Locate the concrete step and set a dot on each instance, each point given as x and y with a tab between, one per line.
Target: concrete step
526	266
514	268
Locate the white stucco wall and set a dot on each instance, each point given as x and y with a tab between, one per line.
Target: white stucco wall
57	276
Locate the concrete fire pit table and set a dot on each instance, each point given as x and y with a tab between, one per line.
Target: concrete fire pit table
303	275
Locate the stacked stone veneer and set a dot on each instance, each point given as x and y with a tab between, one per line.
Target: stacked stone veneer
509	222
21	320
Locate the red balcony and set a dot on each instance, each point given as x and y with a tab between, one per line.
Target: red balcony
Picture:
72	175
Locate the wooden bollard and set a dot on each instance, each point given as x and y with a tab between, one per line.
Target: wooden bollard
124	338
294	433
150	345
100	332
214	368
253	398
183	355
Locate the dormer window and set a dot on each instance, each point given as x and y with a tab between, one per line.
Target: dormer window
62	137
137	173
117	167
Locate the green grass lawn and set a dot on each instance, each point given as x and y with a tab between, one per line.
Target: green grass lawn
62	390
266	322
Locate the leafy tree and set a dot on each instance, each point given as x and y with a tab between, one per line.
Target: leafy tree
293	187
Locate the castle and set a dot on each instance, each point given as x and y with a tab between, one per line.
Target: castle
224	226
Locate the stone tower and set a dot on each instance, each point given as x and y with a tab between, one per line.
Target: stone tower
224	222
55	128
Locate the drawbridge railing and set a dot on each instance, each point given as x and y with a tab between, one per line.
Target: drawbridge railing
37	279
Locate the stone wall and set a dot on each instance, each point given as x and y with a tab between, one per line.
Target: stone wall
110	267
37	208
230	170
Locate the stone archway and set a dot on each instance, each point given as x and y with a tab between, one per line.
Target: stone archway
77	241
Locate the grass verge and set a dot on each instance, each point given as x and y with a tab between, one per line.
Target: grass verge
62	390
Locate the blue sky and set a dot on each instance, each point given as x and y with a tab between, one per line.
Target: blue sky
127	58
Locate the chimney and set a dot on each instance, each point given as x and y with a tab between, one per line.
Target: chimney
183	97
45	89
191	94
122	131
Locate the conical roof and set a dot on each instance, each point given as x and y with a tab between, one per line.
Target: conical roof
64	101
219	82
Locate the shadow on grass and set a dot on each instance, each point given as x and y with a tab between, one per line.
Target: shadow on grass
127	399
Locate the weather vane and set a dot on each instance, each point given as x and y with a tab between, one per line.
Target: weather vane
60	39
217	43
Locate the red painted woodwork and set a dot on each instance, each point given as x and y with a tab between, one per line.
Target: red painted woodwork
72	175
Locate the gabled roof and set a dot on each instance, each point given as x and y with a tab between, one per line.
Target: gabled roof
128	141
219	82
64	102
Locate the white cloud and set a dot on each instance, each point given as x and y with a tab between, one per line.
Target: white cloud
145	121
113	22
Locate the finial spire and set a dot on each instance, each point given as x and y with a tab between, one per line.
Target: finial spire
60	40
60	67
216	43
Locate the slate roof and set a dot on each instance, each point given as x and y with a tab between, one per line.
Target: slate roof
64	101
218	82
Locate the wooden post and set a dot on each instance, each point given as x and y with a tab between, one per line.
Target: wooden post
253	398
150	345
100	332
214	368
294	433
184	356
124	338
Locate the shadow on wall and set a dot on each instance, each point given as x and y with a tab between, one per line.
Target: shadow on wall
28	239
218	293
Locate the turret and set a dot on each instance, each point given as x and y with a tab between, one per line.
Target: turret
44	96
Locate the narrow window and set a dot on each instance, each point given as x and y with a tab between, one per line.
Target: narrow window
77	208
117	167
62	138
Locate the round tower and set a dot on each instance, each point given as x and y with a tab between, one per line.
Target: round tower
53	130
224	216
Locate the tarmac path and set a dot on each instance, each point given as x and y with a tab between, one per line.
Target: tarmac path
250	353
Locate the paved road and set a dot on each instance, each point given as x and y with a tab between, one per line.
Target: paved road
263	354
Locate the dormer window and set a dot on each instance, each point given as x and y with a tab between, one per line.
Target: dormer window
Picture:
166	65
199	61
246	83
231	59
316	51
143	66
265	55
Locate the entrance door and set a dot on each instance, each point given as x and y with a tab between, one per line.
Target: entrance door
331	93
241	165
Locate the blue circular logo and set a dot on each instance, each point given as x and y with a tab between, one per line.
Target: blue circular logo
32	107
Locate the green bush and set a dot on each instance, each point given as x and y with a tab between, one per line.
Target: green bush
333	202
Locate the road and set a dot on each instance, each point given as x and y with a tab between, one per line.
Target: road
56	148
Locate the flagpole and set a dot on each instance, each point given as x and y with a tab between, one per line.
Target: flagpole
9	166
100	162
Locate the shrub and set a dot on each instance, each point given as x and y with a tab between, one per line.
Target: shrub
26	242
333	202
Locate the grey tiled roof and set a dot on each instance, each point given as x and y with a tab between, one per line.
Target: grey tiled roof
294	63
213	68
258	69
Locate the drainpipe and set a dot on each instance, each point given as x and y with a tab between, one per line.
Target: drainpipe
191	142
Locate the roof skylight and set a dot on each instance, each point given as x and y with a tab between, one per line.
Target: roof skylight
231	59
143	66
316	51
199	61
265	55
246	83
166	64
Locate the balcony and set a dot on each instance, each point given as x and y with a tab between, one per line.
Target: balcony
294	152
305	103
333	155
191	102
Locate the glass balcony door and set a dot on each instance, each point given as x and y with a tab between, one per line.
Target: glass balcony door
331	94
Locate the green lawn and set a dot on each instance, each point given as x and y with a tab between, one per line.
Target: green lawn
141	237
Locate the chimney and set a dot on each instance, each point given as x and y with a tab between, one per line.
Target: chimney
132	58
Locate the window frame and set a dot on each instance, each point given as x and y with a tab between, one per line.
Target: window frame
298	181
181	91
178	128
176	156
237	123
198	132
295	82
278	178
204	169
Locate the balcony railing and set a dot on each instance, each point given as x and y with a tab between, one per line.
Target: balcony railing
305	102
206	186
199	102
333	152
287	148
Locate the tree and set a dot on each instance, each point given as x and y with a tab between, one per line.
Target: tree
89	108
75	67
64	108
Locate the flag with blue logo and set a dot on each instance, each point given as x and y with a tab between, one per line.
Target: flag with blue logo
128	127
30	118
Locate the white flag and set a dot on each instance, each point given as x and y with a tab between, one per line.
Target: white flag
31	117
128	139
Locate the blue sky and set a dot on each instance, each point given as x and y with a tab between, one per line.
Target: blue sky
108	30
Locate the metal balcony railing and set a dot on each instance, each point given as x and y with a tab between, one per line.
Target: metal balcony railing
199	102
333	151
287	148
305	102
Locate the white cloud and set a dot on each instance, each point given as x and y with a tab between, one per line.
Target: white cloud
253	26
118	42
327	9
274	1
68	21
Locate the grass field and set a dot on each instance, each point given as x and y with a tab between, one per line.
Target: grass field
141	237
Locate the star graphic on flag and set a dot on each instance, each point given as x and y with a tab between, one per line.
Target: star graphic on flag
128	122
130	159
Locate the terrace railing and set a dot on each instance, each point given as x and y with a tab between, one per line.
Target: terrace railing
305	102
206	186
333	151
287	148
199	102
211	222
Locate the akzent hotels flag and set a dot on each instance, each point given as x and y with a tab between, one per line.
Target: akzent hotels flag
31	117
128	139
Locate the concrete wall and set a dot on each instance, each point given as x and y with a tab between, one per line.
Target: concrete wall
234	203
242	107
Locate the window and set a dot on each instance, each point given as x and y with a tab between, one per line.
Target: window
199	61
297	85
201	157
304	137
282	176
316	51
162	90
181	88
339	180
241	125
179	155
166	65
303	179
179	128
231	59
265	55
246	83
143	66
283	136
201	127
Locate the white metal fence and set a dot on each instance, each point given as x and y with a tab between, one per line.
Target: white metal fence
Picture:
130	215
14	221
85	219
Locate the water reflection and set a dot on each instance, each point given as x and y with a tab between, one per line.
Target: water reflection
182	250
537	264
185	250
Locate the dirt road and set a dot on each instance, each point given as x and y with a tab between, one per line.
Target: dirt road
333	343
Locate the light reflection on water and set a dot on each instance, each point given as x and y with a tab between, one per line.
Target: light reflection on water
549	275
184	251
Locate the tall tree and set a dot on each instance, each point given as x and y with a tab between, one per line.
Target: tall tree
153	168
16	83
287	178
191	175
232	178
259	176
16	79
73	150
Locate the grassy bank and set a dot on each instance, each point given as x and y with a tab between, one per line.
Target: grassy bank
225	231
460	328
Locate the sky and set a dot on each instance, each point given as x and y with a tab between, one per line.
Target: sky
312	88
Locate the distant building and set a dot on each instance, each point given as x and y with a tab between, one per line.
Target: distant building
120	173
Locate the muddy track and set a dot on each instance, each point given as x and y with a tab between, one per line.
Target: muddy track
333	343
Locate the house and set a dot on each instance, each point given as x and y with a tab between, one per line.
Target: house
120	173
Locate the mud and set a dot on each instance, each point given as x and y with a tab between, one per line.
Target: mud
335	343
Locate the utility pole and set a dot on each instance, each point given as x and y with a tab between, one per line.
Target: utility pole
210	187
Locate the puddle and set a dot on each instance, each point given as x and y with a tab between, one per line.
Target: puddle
○ ○ ○ ○
Directions for this task: Please reproduce, exactly as they appear above, the lines from the line containing "Target: window frame" up to and including the line containing "Locate the window and".

Task answer:
Target: window frame
298	181
181	91
178	128
176	156
237	123
198	132
295	82
278	178
204	169
Locate the balcony railing and set a dot on each instance, each point given as x and y with a tab between, one per line.
Target: balcony railing
305	102
206	186
199	102
333	152
287	148
Locate the tree and set a dot on each instance, each point given as x and y with a tab between, one per line.
Target: tree
89	108
75	67
64	108
Locate the flag with blue logo and set a dot on each instance, each point given as x and y with a tab between, one per line.
Target: flag with blue logo
128	127
30	118
Locate the white flag and set a dot on each instance, each point given as x and y with a tab between, one per line.
Target: white flag
31	117
128	139
Locate the blue sky and set a dot on each instance, each point given as x and y with a tab between, one per line.
Target: blue sky
108	30
Locate the metal balcony railing and set a dot on each instance, each point given as x and y with a tab between, one per line.
Target: metal balcony railing
199	102
333	151
287	148
305	102
Locate the white cloud and set a dot on each instance, each point given as x and y with a tab between, one per line.
Target: white cloud
253	26
118	42
327	9
274	1
68	21
Locate the grass field and set a dot on each instance, each point given as x and y with a tab between, one per line.
Target: grass field
141	237
Locate the star graphic on flag and set a dot on each instance, each point given as x and y with a tab between, one per line.
Target: star graphic on flag
128	122
130	159
Locate the terrace railing and set a dot on each instance, each point given as x and y with a tab between, one per line.
Target: terrace railing
305	102
206	186
333	151
287	148
199	102
211	222
Locate the akzent hotels flag and set a dot on each instance, each point given as x and y with a tab between, one per line.
Target: akzent hotels flag
31	117
128	139
Locate the concrete wall and set a dot on each instance, each point given as x and y with a tab between, one per line.
Target: concrete wall
234	203
242	107
Locate the window and set a dot on each instance, each point given as x and y with a tab between, one per line.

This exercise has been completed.